▶ Qué hacer:
Determine si cada afirmación coincide con el fragmento sobre el robot Sonny. Conteste sí o no a cada una y cite de forma literal las palabras del texto que lo deciden.
1. La presentación de Sonny tuvo lugar después del estreno de Yo, robot.
2. La Carnegie Mellon se encuentra en Pittsburgh.
3. Según el folleto, la universidad cuenta con 100 investigadores.

▶ Fragmento del documento:
▽

Pienso, luego existo

Justo antes del estreno de Yo, robot una universidad de Pensilvania organizó un evento peculiar: la presentación en sociedad de Sonny, el robot que protagoniza la película junto a Will Smith. De mirada franca y un tanto lastimera, expresivo, cuerpo de metal y silicona, transparente, musculoso, de movimientos elegantes, servicial, sensible y amable, este robot es sólo el botón de muestra de lo que en realidad, es una usina de proyectos, prototipos e investigaciones alrededor de la más silenciosa revolución de la ciencia: la inteligencia artificial.

POR LOLA HUETE MACHADO, de El País
En la Carnegie Mellon, en Pittsburgh, Pensilvania, cuelga una pancarta que resume la filosofía de esta universidad, la única creada en el siglo XX que ha conseguido un hueco en el top 20 educativo mundial (lo dice un folleto, y da números: 250 investigadores, 100 proyectos, 45 millones de dólares anuales de presupuesto): “Where the future is what it used to be” (“Donde el futuro es lo que solía ser”).

△

[Entradas de un conjunto de datos de señalamiento]
▽

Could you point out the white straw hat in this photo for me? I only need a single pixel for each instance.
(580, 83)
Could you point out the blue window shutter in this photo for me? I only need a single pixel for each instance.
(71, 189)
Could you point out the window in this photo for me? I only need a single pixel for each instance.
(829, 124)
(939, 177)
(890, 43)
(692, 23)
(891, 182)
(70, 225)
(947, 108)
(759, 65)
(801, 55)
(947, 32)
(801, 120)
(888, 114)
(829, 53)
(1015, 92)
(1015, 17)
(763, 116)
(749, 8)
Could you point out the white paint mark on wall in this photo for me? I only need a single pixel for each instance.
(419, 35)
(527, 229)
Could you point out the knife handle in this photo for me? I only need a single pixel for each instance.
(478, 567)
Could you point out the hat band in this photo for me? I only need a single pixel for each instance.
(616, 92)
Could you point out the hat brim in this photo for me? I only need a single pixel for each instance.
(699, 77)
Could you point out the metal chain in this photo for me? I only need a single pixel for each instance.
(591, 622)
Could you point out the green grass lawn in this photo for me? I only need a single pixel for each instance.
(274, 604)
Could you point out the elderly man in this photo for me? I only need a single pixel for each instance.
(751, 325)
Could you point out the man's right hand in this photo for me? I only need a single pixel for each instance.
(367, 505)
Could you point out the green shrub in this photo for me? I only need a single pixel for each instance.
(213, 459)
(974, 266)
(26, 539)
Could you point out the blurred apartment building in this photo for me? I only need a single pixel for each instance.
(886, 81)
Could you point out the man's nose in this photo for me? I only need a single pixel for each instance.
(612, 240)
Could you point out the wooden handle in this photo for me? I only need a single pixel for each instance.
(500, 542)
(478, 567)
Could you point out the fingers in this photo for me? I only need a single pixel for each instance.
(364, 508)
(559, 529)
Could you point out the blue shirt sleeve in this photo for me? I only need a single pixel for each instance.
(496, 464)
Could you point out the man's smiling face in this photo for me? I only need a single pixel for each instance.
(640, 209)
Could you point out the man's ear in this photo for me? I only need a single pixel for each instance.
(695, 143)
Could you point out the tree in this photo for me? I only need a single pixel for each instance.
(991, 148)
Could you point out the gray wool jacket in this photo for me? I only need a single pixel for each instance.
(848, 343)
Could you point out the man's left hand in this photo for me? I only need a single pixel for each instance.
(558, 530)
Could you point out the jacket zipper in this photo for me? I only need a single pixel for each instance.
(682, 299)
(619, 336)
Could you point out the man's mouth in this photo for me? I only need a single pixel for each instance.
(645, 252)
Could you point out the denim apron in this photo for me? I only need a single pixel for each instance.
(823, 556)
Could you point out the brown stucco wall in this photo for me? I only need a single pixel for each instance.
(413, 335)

△
▽

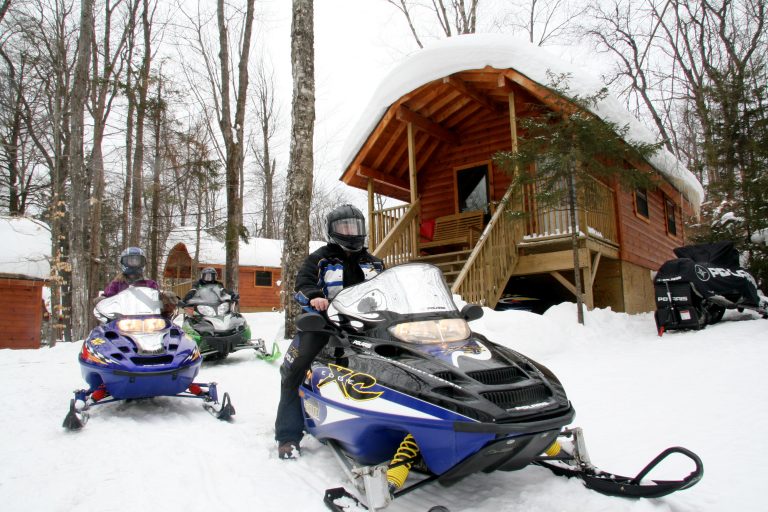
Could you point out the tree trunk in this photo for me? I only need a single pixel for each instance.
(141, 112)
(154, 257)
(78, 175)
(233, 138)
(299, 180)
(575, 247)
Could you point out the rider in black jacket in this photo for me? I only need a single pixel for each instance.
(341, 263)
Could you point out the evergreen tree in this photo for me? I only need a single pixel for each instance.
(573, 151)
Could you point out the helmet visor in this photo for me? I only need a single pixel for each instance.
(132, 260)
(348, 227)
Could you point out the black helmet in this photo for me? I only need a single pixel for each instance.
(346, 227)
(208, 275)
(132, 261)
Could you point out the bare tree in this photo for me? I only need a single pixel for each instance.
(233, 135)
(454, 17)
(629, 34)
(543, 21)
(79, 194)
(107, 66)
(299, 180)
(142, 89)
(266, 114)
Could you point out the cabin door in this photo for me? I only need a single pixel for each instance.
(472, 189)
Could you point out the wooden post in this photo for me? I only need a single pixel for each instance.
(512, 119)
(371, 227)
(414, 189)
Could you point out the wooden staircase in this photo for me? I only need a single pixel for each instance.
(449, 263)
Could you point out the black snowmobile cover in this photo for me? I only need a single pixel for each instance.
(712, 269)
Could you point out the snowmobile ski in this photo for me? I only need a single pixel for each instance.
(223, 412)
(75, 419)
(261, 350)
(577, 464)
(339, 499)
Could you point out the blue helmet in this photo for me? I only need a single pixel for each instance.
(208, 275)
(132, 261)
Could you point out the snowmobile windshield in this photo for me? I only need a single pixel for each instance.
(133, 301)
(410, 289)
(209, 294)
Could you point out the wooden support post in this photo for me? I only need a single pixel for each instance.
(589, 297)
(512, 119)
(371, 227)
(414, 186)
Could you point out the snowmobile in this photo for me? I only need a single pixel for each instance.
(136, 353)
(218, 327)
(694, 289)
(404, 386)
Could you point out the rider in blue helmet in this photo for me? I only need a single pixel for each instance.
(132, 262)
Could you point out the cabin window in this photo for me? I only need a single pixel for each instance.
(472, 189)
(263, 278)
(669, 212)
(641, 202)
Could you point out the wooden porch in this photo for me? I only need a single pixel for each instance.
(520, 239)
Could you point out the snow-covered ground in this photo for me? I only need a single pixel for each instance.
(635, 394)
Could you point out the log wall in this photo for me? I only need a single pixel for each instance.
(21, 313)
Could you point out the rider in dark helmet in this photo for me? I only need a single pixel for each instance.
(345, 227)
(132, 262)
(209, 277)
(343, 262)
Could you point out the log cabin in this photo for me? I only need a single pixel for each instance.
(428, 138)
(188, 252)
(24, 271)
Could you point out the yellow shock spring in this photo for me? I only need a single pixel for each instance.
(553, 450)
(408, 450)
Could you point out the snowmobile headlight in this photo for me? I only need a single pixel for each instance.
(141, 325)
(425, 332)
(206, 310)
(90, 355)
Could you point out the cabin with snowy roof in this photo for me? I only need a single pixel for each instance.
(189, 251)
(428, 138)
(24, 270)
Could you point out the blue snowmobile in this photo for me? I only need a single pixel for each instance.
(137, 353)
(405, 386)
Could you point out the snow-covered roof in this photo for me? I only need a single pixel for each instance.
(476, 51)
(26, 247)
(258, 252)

△
▽

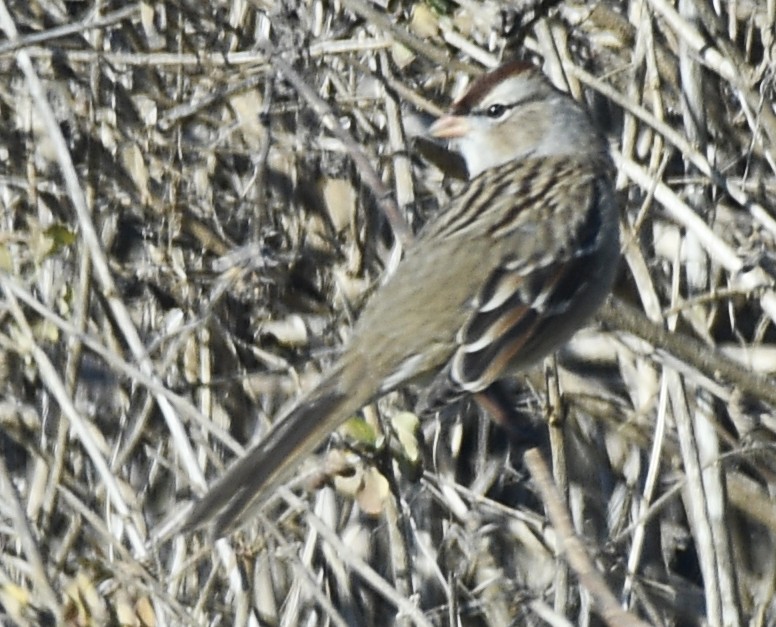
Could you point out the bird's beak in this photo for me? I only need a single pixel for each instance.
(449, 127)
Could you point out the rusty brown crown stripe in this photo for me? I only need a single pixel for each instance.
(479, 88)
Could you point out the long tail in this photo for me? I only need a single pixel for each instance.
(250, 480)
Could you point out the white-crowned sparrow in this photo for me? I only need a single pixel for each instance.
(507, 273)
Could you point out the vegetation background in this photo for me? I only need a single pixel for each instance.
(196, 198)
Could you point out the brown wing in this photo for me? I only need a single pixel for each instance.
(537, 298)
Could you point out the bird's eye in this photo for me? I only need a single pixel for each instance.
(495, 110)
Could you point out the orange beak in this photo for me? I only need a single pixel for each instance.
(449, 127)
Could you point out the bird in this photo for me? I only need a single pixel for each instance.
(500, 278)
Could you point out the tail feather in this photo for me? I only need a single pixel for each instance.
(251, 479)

△

▶ Respuesta:
1. No: "Justo antes del estreno de Yo, robot".
2. Sí: "En la Carnegie Mellon, en Pittsburgh, Pensilvania".
3. No: "250 investigadores, 100 proyectos".